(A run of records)
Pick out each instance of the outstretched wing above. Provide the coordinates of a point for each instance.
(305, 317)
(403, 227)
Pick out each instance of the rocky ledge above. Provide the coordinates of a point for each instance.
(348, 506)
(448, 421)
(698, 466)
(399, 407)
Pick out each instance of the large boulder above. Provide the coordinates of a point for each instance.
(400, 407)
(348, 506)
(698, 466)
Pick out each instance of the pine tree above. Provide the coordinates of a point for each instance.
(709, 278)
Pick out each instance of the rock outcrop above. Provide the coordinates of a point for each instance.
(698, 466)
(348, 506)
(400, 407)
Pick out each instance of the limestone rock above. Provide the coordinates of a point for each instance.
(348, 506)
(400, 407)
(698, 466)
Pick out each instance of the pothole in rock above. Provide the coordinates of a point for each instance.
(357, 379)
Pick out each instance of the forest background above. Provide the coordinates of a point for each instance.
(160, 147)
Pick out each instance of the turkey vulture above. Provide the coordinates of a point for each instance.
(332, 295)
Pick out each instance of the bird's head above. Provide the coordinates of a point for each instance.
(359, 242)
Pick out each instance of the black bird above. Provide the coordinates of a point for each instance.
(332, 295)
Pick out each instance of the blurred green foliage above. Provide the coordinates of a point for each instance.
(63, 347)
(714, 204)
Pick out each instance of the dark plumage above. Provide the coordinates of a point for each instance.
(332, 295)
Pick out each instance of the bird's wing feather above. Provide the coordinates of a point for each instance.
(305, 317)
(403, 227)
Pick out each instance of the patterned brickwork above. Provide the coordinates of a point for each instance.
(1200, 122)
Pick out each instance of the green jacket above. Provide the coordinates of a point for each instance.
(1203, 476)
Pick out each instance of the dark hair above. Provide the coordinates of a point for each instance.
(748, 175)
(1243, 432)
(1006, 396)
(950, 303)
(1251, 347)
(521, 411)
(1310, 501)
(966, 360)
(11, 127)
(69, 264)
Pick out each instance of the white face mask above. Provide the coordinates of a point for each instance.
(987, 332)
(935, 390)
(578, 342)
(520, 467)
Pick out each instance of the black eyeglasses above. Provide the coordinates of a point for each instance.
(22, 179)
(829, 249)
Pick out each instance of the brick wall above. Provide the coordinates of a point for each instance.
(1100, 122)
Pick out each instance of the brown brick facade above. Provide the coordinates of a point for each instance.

AIM OF THE TASK>
Every entry should be output exactly as written, please.

OUTPUT OF THE EXERCISE>
Pick out each instance of the outstretched wing above. Provide the coordinates of a point for each instance.
(305, 317)
(403, 227)
Pick out each instance of the rocky ledge above. Provide the coordinates of a point for each instance.
(348, 506)
(448, 421)
(698, 466)
(399, 407)
Pick out each instance of the large boulder above. Provide the coordinates of a point for each instance.
(400, 407)
(348, 506)
(698, 466)
Pick out each instance of the pine tree above. Provide the coordinates of a point for each instance.
(709, 278)
Pick out each instance of the rock outcrop above. Provide the coordinates of a point for each instance.
(698, 466)
(348, 506)
(400, 407)
Pick out each instance of the limestone rock above. Provide the coordinates of a point for each instance.
(348, 506)
(400, 407)
(698, 466)
Pick out each instance of the pothole in rock above. Provide the coordinates of a point for each instance.
(357, 379)
Pick out each instance of the forest background above. Provide the coordinates of a point for each instance.
(160, 147)
Pick out each instance of the turkey vulture above. Provide the coordinates of a point for each instance.
(332, 295)
Pick out each instance of the bird's head above. Provide the coordinates of a point for each instance.
(359, 242)
Pick out each instance of the black bird above. Provide the coordinates of a point for each instance.
(332, 295)
Pick out each instance of the blurred green foliage above. Provide the coordinates of a point for each instance.
(63, 347)
(714, 204)
Pick out each instance of the dark plumage above. Provide the coordinates of a point for each instance.
(332, 295)
Pick out each instance of the bird's wing feather above. Provide the coordinates of a point for each instance.
(305, 317)
(403, 227)
Pick out each instance of the patterned brickwork above. Provide the coordinates of a point for each instance.
(1200, 122)
Pick out each instance of the green jacket above. Provide the coordinates of a point for each instance.
(1203, 476)
Pick out each instance of the dark hair above. Provide the coordinates of a point for each instance.
(748, 175)
(1243, 432)
(1006, 396)
(950, 303)
(1251, 347)
(521, 411)
(1310, 501)
(966, 360)
(11, 127)
(69, 264)
Pick out each instance of the white face mask above. Provide the coordinates of a point for each instance.
(987, 332)
(935, 390)
(578, 342)
(520, 467)
Pick out each instance of the black eyeglasses above. Provide the coordinates of a point for each instance.
(22, 179)
(829, 249)
Pick out each instance of the brick wall above. Provide the coordinates of a point for each instance.
(1100, 122)
Pick out each instance of the brown brick facade above. Provide the coordinates of a point for each instance.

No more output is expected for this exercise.